Süddeutsche Zeitung

Lars Feld:Ein "freier Mann", der keiner sein wollte

In einer Woche endet für Lars Feld nach zehn Jahren seine Zeit im Sachverständigenrat, dem Gremium der "Fünf Weisen". Zwar hätte die Union ihn gern gehalten - doch die SPD will ihn loswerden.

Von Marc Beise

Lars Feld, 54, ist ein netter Mensch. Man muss das hier mal aufschreiben, weil die öffentliche Wahrnehmung gelegentlich eine andere ist: Bei manchen kommt der Professor aus Freiburg als stramm rechter Ökonom rüber, dem die Freiheit des Wirtschaftens wichtiger sei als Solidarität und sozialer Ausgleich. Und ist er nicht ohnehin ein bekennender Ordoliberaler, in der Tradition des berühmten Freiburger Ökonomen Walter Eucken?
====
▸ AUFGABENSTELLUNG 1:
Wie viele Jahre war Lars Feld laut dem Zeitungsartikel über ihn im Sachverständigenrat?
▸ AUFGABENSTELLUNG 2:
Gib den Abschnitt des Zeitungsartikels über Lars Feld von „Lars Feld, 54, ist“ bis „Freiburger Ökonomen Walter Eucken?“ erneut wieder und benenne dabei „Professor“ in „Wissenschaftler“ um.
▸ AUFGABENSTELLUNG 3:
Führe den Zeitungsartikel über Lars Feld im Anschluss an seinen letzten Satz weiter.
Die anschließenden Datensätze sind eigenständiges Material und gehören nicht zum Zeitungsartikel.

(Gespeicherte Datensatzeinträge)
====
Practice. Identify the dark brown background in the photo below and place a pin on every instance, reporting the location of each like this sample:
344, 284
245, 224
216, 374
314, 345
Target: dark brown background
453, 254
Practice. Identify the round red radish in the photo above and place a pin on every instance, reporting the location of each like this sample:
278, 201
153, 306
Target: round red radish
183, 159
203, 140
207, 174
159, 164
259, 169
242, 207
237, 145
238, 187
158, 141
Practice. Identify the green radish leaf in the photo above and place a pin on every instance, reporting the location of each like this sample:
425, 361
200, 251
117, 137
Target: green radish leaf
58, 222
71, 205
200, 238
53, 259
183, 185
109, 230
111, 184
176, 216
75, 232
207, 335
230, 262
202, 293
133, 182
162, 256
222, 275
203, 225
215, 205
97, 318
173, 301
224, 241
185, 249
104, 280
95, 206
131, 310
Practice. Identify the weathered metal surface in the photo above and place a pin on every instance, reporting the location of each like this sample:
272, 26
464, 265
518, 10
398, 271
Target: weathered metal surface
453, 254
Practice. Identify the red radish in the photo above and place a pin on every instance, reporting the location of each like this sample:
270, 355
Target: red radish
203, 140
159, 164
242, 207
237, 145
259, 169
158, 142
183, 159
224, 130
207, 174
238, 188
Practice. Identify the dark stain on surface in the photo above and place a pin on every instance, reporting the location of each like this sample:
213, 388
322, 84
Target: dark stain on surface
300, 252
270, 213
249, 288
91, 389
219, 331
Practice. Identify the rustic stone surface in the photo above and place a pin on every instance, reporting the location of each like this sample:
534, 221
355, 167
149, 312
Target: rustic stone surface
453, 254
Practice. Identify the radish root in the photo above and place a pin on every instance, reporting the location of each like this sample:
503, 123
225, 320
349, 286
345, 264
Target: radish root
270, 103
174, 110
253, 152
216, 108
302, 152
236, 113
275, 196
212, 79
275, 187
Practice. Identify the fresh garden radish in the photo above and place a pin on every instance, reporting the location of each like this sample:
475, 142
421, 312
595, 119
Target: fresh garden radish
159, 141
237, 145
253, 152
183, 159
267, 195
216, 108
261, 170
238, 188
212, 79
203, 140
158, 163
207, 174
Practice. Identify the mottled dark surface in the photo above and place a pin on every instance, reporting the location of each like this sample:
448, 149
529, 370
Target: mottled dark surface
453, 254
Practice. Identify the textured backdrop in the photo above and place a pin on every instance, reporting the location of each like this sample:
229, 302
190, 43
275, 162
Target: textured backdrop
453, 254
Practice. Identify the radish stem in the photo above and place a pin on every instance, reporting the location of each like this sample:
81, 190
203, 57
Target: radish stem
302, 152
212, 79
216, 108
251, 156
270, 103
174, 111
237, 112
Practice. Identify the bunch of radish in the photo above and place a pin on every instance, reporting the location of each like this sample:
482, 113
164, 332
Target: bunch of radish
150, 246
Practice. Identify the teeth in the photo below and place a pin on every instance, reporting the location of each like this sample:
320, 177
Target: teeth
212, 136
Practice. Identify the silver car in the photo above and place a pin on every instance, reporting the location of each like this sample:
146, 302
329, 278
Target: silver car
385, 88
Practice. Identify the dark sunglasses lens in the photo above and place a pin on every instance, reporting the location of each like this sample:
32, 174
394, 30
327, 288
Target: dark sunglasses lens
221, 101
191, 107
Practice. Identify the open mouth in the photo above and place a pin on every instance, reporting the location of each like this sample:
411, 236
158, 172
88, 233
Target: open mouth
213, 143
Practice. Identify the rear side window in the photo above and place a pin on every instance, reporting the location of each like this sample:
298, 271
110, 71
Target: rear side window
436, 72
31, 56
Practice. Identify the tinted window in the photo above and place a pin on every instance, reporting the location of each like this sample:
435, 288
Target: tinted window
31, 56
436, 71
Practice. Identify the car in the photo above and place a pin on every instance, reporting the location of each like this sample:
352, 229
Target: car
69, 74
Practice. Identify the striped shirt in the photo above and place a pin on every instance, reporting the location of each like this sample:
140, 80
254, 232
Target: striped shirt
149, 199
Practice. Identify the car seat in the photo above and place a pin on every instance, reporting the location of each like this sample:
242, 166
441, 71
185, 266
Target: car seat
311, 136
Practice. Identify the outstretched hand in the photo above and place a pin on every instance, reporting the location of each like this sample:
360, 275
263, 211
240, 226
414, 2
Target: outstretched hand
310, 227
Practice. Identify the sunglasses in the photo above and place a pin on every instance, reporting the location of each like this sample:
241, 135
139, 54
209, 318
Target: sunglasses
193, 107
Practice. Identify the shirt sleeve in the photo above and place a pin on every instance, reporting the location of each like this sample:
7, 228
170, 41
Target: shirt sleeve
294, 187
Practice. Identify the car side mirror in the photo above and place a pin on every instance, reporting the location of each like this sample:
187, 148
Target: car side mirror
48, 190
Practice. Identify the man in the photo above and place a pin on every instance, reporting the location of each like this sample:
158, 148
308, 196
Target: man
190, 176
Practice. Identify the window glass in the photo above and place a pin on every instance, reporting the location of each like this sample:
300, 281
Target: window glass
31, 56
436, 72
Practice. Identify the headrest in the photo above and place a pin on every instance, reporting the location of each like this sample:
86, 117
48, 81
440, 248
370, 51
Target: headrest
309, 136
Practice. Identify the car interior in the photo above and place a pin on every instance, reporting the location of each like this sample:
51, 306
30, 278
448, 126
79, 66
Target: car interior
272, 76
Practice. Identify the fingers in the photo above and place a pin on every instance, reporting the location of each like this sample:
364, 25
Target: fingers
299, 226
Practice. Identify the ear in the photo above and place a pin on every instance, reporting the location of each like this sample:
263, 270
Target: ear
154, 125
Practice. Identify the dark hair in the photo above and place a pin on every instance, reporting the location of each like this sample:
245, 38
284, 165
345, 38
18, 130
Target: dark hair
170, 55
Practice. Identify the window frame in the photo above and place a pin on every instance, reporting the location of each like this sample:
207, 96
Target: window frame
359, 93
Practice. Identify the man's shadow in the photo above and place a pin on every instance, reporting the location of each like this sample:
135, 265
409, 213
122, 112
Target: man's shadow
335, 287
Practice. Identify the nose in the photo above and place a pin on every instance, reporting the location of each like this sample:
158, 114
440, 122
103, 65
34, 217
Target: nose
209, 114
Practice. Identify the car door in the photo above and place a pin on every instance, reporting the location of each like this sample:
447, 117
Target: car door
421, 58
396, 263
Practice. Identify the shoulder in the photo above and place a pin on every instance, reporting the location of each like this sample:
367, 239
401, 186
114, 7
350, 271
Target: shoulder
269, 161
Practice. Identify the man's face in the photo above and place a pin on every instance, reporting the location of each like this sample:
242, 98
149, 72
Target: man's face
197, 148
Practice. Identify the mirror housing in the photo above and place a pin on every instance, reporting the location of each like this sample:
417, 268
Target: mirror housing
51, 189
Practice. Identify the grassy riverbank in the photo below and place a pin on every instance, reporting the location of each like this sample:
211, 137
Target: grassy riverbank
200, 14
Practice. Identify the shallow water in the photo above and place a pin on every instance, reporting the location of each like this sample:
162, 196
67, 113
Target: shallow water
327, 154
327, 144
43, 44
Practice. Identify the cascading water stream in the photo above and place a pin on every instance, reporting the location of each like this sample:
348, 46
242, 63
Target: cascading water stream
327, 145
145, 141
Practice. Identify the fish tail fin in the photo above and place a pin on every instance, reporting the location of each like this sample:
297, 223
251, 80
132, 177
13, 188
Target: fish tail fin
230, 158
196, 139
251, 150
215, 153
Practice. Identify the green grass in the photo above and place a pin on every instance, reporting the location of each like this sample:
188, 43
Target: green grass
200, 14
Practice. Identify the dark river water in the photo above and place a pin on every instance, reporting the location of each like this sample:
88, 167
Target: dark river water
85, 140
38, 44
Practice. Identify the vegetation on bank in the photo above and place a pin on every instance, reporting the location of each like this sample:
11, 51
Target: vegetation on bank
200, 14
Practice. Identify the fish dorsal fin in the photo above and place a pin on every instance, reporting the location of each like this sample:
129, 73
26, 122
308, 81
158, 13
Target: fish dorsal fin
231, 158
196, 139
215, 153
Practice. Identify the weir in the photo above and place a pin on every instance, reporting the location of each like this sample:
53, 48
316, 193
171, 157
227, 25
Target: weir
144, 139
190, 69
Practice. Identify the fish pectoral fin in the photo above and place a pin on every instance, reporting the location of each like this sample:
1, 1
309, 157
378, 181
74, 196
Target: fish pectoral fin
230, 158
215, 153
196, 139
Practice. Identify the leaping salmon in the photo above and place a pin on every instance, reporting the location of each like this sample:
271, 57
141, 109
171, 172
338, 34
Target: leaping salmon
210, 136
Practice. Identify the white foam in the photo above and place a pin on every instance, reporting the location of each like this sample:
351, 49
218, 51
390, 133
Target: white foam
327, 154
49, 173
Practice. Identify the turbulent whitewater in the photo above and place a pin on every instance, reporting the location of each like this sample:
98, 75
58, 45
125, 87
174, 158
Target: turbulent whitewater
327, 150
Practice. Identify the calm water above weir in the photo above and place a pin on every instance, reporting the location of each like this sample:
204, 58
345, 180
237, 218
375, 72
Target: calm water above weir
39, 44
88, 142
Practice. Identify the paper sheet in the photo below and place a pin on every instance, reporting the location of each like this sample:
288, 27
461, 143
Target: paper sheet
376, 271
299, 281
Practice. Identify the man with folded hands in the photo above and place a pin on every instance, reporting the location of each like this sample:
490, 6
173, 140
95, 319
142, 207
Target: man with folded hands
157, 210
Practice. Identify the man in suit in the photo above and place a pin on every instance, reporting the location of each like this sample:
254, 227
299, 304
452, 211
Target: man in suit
====
▸ LÖSUNG 1:
Zehn Jahre.

▸ LÖSUNG 2:
Lars Feld, 54, ist ein netter Mensch. Man muss das hier mal aufschreiben, weil die öffentliche Wahrnehmung gelegentlich eine andere ist: Bei manchen kommt der Wissenschaftler aus Freiburg als stramm rechter Ökonom rüber, dem die Freiheit des Wirtschaftens wichtiger sei als Solidarität und sozialer Ausgleich. Und ist er nicht ohnehin ein bekennender Ordoliberaler, in der Tradition des berühmten Freiburger Ökonomen Walter Eucken?

▸ LÖSUNG 3:
Ordoliberale preisen die Effizienz der Marktwirtschaft, sie wollen der Wirtschaft im Zweifel lieber die Zügel lang lassen, den Unternehmen nicht zu viele Lasten aufbürden, die Bürger nicht zu hoch besteuern, die Preise nicht verzerren. Trotzdem können sie sehr wohl mitfühlend sein - sowie spontan und launig. Sie wollen ja gerade keinen Nachtwächterstaat, sondern feste Regeln für alle, nur halt nicht zu viele.

So einer also ist Lars Feld, der auch ein Leben außerhalb der ökonomischen Prinzipien kennt, der elektrische Gitarre spielt, im Sommer ziemlich lauten Bands hinterherreist und das in Corona-Zeiten schmerzlich vermisst. Eigentlich hatte er auf das Konzert der Hardrocker von Aerosmith in Zürich gehofft, das nun aber um ein Jahr verschoben worden ist.

Er hätte jetzt etwas mehr Zeit für "Aerosmith"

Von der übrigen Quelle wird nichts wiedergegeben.